> **Given entries**:
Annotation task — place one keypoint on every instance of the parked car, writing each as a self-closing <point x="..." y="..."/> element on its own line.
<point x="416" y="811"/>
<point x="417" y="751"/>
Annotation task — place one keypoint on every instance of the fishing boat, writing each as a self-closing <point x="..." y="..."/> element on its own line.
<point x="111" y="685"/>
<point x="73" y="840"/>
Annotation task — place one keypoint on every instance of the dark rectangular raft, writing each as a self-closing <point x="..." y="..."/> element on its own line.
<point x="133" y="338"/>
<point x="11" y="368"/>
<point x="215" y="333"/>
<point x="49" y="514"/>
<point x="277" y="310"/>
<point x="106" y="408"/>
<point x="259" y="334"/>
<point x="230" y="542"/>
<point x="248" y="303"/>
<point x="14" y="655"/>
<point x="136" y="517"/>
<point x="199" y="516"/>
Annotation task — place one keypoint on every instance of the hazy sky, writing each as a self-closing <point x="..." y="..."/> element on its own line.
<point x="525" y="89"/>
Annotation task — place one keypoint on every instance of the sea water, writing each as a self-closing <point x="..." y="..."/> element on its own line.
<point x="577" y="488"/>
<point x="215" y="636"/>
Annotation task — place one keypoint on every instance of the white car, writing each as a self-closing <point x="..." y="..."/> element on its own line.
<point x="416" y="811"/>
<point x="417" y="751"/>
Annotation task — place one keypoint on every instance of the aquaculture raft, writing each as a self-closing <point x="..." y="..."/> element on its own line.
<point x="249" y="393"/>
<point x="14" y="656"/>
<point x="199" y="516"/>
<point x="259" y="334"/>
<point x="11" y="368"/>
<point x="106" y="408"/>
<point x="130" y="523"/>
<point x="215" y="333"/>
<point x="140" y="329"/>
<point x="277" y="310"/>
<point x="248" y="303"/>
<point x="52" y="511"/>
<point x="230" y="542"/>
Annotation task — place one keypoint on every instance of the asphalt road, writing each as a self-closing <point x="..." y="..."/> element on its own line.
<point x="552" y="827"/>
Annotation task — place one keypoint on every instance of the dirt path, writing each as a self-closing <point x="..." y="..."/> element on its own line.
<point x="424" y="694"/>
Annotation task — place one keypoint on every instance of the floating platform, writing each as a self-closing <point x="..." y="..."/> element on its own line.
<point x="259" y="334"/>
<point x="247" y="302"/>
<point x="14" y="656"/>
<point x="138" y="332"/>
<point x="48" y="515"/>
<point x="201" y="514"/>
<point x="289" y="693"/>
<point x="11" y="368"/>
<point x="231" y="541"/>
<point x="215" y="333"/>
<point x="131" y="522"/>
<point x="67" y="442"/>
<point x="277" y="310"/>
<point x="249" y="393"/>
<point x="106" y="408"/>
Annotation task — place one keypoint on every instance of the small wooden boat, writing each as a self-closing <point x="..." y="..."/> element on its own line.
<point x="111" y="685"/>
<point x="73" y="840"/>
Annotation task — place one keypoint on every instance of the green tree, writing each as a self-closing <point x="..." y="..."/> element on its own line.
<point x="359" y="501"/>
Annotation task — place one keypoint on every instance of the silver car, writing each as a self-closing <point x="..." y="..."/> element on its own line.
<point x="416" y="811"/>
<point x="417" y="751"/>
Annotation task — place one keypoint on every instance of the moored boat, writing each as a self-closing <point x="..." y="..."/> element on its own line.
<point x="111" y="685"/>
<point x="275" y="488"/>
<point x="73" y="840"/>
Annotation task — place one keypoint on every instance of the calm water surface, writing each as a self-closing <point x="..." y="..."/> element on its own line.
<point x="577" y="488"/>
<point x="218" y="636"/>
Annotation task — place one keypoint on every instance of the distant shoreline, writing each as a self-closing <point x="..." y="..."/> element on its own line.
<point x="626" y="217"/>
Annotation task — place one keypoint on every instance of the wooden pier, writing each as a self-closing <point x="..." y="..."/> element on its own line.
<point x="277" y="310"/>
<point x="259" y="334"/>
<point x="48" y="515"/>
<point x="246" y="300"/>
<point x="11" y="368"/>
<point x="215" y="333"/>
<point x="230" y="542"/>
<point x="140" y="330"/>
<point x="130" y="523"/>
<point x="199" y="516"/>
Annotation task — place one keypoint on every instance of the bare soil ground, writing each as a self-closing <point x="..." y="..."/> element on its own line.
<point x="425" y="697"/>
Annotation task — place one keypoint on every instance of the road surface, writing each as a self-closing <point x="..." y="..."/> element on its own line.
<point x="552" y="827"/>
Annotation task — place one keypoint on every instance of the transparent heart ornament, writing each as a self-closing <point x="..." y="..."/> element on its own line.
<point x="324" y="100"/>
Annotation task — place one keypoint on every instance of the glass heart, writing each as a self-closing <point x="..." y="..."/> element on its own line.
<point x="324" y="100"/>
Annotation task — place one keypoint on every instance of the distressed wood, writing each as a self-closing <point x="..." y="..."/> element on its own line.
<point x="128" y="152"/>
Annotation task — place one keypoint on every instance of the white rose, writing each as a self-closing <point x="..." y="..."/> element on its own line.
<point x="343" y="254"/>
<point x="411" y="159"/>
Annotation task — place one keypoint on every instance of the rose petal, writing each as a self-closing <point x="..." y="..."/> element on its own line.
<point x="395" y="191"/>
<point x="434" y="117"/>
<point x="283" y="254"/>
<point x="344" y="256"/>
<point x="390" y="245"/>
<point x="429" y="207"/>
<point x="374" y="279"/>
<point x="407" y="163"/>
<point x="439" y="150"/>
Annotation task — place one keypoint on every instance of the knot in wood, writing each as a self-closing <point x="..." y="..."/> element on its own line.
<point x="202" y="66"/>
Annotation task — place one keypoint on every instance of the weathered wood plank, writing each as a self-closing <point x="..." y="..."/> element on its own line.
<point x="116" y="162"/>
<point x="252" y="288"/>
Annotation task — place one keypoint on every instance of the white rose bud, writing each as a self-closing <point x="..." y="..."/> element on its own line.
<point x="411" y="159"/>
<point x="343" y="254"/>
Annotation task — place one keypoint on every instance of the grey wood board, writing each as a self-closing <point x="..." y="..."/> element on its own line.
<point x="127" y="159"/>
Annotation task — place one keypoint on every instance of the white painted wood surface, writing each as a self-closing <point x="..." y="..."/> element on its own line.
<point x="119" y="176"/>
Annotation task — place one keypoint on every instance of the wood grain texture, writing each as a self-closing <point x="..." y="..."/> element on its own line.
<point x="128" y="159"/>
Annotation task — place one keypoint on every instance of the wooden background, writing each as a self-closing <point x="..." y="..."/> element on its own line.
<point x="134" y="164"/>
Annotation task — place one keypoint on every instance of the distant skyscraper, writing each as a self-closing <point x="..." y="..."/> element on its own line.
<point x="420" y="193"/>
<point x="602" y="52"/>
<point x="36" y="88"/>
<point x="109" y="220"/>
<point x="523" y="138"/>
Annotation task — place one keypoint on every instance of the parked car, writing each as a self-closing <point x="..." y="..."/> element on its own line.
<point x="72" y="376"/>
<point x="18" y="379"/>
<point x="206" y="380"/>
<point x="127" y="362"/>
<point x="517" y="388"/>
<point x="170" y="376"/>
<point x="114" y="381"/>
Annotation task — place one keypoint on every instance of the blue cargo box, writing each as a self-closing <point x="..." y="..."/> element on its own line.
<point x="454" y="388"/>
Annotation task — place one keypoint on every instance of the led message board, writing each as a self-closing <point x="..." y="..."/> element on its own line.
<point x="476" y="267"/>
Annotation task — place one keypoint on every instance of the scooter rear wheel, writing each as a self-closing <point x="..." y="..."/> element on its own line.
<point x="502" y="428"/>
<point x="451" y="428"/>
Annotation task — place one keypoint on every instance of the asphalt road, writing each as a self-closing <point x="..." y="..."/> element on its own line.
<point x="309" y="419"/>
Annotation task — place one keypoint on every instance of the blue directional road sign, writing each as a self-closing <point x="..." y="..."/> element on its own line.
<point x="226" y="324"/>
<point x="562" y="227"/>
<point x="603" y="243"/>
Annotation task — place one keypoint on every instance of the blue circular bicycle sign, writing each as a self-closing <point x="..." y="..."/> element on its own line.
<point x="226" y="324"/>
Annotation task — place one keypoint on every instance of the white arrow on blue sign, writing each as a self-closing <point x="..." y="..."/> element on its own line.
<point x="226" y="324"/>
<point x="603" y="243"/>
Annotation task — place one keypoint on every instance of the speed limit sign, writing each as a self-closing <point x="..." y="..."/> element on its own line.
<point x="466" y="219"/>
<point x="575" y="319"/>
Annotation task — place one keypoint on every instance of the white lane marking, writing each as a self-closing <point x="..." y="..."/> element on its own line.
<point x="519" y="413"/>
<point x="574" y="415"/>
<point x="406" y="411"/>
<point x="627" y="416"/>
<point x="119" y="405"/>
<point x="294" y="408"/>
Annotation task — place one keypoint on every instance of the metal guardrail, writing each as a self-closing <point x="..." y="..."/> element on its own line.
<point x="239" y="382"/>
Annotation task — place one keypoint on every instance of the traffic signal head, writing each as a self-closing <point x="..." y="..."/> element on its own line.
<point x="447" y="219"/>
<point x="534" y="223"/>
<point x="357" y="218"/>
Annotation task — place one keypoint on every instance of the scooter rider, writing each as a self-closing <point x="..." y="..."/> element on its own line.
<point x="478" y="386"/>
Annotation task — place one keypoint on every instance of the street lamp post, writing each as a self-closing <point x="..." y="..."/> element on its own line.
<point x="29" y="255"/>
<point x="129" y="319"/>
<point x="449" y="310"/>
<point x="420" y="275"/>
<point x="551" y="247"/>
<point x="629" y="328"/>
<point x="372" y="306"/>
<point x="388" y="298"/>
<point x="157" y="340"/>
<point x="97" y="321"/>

> **Exercise objective**:
Exactly as written, give the line containing "the blue circular" and all remaining lines of the records.

> **Right answer**:
Annotation task — place one keypoint on every instance of the blue circular bicycle sign, writing each as a self-closing <point x="..." y="..."/> element on its own line.
<point x="226" y="324"/>
Annotation task — place one keypoint on every instance of the white arrow on blue sign, writing each as a self-closing <point x="..." y="..."/> element on its own line.
<point x="226" y="324"/>
<point x="603" y="243"/>
Annotation task — place one keypoint on every instance of the speed limit sign, writing each as a self-closing <point x="..." y="..."/> element on its own line.
<point x="466" y="219"/>
<point x="575" y="319"/>
Annotation task — place one keypoint on every instance of the white lane marking, writing each as a self-closing <point x="..." y="..."/> element on its own line.
<point x="519" y="413"/>
<point x="574" y="415"/>
<point x="406" y="411"/>
<point x="627" y="416"/>
<point x="119" y="405"/>
<point x="294" y="408"/>
Annotation task — place one keypoint on every instance of the metal guardrail, writing each as a self-closing <point x="..." y="..."/> element on its own line.
<point x="239" y="382"/>
Annotation task — place one keypoint on every instance of the traffic signal head, writing each as a self-closing <point x="..." y="..."/> element on its own line.
<point x="447" y="219"/>
<point x="534" y="223"/>
<point x="357" y="218"/>
Annotation task — place one keypoint on every instance of the scooter rider, writing each as a self-closing <point x="..." y="..."/> element on its own line.
<point x="478" y="386"/>
Annotation task — place one keypoint on every instance of the street lamp post, writing each as a self-closing <point x="..." y="..."/> element on its own line.
<point x="29" y="255"/>
<point x="129" y="319"/>
<point x="449" y="310"/>
<point x="420" y="275"/>
<point x="551" y="247"/>
<point x="629" y="328"/>
<point x="372" y="306"/>
<point x="388" y="298"/>
<point x="157" y="340"/>
<point x="97" y="321"/>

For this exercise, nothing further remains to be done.